▶ **TASK DIRECTIONS**: From the entries below, tally the lines with "positive" in them and reply with that figure only.

▶ **TASK INPUTS**:
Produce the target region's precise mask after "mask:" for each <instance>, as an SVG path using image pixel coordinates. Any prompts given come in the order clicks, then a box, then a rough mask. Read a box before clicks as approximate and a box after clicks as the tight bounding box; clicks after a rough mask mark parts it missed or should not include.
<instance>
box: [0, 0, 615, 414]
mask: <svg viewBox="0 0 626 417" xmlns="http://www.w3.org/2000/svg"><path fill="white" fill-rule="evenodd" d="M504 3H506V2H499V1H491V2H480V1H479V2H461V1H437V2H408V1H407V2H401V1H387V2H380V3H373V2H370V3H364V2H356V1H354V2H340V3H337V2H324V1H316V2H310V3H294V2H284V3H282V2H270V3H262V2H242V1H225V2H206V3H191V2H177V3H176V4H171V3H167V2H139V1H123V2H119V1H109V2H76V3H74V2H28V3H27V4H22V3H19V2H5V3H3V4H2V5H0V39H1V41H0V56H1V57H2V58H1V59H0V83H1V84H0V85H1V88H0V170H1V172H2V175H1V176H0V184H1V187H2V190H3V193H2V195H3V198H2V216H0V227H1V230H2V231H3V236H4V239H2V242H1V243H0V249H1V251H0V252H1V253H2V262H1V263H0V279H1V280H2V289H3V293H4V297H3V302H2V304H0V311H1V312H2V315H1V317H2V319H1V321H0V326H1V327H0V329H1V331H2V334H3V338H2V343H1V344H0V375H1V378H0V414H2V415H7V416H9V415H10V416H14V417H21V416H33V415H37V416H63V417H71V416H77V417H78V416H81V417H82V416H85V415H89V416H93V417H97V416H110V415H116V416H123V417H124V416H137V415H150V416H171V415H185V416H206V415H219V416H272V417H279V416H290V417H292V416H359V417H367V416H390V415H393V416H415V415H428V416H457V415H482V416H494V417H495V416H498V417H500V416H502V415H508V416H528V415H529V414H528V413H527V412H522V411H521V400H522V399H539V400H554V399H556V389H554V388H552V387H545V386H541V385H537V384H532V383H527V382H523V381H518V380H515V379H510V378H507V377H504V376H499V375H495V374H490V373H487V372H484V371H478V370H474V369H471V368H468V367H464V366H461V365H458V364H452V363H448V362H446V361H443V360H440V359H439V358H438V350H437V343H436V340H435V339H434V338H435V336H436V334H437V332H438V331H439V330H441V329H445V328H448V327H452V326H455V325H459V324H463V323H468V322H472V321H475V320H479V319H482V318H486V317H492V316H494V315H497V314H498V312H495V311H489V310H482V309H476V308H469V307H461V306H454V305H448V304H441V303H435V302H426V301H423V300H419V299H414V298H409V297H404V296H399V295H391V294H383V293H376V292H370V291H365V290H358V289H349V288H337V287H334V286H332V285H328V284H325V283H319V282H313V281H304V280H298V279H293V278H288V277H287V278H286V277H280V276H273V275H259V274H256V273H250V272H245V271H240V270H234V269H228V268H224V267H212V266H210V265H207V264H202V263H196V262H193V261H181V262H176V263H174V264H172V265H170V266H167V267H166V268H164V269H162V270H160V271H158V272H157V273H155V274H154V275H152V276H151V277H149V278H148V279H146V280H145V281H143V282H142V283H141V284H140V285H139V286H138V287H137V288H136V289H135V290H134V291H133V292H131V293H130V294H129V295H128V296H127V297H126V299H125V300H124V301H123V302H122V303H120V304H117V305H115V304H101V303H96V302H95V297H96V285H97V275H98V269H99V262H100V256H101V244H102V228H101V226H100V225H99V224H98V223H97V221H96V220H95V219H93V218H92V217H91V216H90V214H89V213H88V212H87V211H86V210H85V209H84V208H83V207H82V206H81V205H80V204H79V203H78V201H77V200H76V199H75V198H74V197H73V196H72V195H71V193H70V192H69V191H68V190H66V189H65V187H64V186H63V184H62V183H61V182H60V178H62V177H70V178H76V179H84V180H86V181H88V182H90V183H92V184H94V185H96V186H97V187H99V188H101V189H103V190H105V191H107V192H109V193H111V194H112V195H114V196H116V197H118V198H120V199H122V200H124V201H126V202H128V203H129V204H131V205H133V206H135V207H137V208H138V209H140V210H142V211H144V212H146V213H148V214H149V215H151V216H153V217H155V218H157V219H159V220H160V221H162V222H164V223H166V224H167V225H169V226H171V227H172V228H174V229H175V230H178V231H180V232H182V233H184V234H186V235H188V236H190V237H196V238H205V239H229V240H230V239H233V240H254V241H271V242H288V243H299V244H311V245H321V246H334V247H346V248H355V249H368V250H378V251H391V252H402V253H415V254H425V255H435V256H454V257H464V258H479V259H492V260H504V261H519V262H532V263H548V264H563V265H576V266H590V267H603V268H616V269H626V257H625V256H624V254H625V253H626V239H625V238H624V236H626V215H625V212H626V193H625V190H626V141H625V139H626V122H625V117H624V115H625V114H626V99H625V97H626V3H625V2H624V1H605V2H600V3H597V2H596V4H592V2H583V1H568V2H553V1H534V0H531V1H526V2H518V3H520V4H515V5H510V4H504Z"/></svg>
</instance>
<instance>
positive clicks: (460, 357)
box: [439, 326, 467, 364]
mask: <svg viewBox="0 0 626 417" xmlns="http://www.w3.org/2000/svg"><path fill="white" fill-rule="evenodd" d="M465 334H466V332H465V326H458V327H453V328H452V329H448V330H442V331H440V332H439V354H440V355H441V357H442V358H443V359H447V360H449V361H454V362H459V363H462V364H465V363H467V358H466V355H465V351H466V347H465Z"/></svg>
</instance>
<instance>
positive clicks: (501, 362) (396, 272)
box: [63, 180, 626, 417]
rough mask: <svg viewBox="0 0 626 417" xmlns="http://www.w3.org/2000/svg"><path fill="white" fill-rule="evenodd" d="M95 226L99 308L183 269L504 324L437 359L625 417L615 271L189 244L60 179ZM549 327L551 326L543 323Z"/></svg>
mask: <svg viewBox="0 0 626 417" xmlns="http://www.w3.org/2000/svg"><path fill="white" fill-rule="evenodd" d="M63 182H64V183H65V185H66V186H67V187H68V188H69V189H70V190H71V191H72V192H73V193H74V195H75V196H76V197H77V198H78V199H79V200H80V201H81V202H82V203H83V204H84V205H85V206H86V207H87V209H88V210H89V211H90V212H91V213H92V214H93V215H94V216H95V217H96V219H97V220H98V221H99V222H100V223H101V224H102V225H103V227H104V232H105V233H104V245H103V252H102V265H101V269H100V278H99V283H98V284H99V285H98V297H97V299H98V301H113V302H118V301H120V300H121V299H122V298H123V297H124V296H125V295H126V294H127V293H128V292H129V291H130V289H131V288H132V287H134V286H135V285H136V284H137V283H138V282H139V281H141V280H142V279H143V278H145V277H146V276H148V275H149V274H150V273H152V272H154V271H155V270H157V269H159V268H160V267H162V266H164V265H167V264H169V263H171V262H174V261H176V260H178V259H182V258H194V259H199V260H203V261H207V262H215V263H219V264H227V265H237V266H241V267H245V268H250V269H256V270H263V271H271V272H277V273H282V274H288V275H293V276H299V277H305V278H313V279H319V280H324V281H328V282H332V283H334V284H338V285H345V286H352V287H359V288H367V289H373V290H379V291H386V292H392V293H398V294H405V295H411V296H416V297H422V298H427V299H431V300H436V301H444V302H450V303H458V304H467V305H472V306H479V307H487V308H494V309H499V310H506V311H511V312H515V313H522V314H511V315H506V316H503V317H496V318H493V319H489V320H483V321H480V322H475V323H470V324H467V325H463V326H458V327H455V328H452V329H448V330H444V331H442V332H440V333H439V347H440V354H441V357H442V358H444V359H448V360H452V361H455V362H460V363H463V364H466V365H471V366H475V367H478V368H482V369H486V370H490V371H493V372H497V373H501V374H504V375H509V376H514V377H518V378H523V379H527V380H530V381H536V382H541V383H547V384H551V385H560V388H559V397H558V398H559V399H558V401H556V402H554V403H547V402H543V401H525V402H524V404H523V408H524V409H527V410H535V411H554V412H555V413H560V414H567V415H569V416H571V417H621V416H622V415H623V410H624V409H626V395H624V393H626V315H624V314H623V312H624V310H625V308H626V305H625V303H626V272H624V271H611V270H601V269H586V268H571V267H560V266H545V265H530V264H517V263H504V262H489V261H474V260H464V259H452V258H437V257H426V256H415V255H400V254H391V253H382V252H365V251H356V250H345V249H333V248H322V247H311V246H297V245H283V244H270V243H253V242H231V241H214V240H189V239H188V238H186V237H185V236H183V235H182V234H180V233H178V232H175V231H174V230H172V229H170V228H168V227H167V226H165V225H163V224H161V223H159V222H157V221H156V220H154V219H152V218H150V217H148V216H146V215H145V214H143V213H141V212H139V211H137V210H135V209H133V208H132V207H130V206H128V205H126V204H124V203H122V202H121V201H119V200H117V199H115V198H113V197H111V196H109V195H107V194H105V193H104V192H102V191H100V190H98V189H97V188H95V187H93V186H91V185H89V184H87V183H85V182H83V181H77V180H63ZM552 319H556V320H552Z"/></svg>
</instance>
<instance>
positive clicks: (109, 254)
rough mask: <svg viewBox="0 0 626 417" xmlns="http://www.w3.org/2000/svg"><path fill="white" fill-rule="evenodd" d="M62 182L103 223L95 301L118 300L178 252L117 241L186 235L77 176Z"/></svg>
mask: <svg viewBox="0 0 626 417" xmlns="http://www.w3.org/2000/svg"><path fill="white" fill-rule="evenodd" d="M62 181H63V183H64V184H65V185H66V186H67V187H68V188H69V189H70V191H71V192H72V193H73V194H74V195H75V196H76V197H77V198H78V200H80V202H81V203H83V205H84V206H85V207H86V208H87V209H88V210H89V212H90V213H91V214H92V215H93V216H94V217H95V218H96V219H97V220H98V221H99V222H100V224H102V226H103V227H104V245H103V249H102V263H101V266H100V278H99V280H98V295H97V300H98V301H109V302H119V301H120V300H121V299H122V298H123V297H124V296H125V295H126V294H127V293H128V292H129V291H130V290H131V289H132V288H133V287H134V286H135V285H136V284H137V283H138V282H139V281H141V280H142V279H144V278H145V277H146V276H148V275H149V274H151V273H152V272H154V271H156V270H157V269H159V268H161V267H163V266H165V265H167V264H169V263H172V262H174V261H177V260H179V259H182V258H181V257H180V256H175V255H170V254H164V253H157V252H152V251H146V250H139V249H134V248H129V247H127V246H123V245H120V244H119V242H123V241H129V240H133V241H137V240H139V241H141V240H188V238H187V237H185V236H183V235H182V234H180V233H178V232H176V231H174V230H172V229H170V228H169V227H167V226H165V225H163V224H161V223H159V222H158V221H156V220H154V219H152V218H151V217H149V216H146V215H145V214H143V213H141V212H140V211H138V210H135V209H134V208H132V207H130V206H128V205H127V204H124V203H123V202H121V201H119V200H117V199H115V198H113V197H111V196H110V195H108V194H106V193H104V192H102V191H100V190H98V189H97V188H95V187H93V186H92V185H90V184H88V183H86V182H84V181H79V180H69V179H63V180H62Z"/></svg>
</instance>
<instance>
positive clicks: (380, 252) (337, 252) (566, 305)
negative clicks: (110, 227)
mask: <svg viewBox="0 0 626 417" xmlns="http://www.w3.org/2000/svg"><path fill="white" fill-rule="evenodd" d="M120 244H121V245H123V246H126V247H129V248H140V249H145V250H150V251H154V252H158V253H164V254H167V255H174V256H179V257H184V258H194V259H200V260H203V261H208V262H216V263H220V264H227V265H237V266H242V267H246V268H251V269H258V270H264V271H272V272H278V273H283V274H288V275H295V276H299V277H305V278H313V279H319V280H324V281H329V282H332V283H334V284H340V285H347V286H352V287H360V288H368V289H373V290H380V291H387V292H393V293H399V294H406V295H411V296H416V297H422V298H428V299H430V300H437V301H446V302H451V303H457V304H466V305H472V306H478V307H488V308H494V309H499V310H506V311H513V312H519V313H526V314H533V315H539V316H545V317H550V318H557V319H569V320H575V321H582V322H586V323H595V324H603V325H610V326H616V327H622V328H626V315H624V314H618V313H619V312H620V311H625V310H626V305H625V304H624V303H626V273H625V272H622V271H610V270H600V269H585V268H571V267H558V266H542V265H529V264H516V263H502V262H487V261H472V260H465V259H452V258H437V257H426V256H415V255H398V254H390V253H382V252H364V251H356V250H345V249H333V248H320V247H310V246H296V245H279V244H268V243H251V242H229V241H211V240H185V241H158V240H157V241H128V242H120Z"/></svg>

▶ **WRITTEN SOLUTION**: 4